(Data entries)
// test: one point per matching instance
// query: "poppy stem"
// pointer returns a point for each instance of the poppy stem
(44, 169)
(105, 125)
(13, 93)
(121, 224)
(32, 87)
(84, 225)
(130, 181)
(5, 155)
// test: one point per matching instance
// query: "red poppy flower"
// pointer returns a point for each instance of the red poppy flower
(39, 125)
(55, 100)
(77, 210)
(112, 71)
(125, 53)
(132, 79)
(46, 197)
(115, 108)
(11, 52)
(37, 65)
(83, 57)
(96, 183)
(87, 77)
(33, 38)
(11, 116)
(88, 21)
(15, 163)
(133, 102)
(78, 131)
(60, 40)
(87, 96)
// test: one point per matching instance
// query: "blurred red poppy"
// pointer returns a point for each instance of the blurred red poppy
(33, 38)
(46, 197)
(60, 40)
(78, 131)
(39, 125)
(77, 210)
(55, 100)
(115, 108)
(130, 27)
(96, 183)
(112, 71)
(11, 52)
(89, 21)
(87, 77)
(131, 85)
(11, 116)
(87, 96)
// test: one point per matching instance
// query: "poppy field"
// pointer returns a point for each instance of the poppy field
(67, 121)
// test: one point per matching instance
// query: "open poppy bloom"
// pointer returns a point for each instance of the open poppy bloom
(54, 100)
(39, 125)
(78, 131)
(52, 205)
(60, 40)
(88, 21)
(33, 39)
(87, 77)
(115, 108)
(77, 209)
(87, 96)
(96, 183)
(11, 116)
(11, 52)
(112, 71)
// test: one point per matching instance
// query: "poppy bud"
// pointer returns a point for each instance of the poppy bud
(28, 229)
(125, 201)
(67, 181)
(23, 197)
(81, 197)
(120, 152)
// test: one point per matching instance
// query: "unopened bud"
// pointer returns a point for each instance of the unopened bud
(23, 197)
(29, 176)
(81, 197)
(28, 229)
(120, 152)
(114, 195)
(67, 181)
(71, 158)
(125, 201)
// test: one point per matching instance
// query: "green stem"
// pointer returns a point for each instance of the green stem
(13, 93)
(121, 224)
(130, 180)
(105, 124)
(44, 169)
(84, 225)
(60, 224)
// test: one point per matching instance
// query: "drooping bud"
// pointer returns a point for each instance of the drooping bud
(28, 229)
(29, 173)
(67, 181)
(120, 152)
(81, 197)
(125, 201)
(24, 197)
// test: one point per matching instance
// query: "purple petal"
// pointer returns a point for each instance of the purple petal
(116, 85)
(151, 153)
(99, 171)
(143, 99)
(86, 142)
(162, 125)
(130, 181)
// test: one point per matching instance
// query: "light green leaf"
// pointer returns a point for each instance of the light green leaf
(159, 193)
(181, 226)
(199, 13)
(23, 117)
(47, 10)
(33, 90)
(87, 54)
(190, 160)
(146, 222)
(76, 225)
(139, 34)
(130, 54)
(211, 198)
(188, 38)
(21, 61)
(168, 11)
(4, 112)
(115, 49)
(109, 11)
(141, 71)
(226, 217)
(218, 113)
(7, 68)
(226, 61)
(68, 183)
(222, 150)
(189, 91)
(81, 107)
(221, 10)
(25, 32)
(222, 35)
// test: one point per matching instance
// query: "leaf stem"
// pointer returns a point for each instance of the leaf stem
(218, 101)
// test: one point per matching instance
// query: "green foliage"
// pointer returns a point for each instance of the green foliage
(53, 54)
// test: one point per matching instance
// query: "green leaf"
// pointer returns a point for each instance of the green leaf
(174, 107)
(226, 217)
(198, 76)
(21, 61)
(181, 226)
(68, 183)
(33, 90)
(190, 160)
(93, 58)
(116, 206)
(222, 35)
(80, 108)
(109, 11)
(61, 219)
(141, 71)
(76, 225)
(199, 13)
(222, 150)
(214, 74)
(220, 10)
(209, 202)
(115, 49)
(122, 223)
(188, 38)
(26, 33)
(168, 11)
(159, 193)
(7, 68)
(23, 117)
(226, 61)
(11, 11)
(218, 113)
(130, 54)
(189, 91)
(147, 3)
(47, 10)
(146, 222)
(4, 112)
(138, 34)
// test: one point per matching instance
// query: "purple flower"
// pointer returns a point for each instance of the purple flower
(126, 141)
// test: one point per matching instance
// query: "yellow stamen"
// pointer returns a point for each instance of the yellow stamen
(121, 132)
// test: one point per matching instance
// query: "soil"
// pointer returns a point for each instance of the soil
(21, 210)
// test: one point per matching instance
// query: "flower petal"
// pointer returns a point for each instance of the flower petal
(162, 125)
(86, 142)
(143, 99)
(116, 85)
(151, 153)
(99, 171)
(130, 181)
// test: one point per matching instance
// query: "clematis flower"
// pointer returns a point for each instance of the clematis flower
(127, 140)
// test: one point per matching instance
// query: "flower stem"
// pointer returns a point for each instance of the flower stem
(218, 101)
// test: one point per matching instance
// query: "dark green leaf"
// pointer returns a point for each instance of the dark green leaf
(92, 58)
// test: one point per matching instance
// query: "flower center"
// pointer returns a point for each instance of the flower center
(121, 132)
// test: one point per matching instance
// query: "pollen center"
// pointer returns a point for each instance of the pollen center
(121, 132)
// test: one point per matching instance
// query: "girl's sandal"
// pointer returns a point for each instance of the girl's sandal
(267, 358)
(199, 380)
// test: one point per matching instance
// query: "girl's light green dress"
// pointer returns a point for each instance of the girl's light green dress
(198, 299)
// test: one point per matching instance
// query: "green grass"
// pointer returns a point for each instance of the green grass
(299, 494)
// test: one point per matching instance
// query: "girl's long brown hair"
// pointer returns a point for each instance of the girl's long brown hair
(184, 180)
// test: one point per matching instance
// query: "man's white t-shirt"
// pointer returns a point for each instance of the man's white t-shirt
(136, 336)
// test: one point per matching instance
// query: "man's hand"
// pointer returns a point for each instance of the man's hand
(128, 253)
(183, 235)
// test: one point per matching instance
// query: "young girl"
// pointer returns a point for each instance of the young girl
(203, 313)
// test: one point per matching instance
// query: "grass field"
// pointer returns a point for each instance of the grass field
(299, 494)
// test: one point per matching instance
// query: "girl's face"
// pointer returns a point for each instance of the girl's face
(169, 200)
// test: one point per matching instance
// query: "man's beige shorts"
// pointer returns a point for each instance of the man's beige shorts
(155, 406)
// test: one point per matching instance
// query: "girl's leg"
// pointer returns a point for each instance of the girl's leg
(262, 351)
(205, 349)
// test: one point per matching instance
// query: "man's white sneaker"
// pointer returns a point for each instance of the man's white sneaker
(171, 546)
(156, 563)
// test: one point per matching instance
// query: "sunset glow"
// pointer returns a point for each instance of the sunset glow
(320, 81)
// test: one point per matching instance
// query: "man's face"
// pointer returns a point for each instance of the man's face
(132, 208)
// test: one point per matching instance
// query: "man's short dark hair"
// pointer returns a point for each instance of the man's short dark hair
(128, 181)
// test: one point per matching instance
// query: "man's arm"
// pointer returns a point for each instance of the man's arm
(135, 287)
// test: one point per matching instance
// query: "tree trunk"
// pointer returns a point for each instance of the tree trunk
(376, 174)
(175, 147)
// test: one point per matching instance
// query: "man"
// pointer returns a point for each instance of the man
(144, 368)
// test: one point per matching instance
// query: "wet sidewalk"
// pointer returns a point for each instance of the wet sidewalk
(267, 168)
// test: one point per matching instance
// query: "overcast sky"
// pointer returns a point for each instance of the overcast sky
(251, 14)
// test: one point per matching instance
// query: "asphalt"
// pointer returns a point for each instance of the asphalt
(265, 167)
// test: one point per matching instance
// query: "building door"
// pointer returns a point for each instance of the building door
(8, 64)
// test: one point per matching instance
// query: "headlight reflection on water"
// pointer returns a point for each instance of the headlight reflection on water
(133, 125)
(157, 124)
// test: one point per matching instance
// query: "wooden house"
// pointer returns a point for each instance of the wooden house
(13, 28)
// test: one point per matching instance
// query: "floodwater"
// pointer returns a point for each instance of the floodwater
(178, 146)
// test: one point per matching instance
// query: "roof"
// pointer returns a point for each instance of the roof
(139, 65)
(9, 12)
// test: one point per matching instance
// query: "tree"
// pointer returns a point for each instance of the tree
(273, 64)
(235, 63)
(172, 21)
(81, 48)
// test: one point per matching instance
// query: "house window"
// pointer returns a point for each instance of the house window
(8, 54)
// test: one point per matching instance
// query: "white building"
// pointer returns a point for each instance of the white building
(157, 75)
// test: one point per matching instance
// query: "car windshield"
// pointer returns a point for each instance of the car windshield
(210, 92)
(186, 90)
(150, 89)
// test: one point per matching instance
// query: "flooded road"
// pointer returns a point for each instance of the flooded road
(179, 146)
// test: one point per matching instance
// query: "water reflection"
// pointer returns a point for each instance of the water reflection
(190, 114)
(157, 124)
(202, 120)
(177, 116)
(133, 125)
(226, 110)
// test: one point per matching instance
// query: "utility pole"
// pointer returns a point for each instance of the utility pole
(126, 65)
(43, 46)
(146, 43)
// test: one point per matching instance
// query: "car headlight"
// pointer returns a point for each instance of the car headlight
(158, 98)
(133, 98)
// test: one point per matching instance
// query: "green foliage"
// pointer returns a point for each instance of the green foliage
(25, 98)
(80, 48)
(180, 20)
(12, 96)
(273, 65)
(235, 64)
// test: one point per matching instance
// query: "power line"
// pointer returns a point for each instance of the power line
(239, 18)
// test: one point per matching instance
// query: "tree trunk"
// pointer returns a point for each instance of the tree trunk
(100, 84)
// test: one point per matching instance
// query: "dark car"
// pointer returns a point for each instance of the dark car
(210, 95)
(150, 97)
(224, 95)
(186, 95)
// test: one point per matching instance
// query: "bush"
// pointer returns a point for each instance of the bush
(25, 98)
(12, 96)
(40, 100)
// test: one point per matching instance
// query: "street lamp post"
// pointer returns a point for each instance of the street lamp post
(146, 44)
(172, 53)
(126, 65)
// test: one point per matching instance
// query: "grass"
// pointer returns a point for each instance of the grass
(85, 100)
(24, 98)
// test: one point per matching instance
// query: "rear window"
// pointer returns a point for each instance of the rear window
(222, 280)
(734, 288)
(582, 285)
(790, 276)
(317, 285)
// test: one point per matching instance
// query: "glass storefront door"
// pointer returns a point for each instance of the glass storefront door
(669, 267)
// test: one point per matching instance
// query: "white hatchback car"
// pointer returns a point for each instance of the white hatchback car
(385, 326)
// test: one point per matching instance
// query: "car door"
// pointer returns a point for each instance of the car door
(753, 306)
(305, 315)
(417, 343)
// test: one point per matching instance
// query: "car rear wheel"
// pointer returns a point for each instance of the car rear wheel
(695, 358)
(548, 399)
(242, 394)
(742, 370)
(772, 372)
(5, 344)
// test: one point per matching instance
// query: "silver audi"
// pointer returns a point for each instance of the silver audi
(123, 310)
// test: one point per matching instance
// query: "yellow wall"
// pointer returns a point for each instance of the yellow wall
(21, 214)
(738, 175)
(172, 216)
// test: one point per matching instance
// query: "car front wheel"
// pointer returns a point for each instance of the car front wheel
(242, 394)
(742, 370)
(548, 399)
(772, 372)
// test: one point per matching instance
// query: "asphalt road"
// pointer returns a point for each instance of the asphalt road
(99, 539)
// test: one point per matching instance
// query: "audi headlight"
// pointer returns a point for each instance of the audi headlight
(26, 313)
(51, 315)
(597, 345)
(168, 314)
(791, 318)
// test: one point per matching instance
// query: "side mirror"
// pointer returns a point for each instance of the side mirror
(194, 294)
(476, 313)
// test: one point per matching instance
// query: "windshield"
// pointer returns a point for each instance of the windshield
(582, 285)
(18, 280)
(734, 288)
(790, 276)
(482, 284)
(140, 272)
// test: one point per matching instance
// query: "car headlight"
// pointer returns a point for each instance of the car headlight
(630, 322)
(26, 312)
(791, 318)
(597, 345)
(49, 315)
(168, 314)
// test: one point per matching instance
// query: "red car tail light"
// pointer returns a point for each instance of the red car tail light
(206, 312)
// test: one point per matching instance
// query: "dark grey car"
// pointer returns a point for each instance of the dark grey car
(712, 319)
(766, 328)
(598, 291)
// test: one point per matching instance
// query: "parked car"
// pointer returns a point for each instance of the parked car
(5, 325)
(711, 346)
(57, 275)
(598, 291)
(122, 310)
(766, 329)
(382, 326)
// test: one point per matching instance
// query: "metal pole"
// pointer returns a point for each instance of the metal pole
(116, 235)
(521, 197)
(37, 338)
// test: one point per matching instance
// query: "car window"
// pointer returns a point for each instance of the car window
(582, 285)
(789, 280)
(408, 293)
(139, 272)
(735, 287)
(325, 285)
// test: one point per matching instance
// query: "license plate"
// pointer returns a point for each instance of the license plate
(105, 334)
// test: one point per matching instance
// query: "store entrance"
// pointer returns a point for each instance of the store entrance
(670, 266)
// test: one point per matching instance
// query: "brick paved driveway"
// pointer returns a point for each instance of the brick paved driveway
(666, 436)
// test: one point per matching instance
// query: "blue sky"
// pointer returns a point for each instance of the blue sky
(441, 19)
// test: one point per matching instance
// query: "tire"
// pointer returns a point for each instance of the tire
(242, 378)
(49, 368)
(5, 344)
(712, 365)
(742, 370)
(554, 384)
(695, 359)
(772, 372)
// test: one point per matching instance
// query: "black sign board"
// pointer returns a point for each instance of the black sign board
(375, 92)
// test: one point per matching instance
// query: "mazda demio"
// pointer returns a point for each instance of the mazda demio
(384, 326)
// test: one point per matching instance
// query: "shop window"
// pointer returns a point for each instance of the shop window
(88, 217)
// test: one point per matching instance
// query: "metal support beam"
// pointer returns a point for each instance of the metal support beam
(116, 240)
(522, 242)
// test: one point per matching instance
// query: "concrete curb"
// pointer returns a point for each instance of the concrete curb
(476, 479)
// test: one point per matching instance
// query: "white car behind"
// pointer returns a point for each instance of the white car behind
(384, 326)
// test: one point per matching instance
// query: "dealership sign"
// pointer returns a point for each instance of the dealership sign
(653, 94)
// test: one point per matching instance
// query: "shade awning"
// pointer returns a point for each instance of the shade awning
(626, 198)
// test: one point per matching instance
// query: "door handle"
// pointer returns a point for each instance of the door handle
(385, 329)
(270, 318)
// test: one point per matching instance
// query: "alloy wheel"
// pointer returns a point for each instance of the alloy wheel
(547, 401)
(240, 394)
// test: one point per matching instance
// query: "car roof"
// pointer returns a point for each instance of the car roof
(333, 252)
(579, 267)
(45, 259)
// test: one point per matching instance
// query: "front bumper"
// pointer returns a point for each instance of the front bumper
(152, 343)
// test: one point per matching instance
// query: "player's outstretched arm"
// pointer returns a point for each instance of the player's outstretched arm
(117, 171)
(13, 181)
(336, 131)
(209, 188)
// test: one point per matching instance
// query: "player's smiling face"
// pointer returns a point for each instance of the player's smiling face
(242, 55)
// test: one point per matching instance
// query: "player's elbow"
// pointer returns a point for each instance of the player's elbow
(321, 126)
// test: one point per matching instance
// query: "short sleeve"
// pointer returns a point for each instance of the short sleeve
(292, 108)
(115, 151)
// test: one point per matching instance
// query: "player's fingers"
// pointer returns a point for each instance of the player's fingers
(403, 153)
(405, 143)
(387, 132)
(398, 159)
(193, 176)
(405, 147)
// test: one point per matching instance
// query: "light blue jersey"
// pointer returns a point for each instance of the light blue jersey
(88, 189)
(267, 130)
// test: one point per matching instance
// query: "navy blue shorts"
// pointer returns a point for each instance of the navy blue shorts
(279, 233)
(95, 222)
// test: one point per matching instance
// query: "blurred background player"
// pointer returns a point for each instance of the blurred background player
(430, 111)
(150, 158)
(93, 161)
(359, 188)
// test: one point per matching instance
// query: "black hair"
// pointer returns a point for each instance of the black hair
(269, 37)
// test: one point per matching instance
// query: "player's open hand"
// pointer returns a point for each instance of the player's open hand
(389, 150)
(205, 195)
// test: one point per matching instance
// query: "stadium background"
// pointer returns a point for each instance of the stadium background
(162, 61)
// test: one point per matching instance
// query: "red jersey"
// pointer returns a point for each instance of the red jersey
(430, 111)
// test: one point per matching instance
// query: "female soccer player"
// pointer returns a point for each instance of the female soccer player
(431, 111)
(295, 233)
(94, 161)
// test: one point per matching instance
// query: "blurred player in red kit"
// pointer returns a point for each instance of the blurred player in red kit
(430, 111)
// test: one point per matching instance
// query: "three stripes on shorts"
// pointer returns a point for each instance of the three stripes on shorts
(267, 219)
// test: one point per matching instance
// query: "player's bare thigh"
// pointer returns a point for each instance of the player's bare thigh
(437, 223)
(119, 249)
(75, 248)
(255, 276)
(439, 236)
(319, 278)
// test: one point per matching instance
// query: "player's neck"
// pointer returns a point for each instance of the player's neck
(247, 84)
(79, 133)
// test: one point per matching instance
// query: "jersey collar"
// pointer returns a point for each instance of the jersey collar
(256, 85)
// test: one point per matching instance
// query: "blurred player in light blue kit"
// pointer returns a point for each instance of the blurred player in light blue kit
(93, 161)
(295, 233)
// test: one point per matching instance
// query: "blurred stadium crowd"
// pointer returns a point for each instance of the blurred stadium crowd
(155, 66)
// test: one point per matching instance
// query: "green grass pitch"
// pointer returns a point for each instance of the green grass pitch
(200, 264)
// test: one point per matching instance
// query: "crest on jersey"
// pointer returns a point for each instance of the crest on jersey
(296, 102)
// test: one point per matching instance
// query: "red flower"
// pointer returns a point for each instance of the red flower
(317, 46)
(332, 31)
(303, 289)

**Required work:** Locate every line in the items that contains the word "purple" and copy each such line. Case counts.

**Task response:**
// query: "purple petal"
// pointer returns a point for each instance of the purple petal
// query: "purple flower"
// pointer returns a point for each instance of the purple flower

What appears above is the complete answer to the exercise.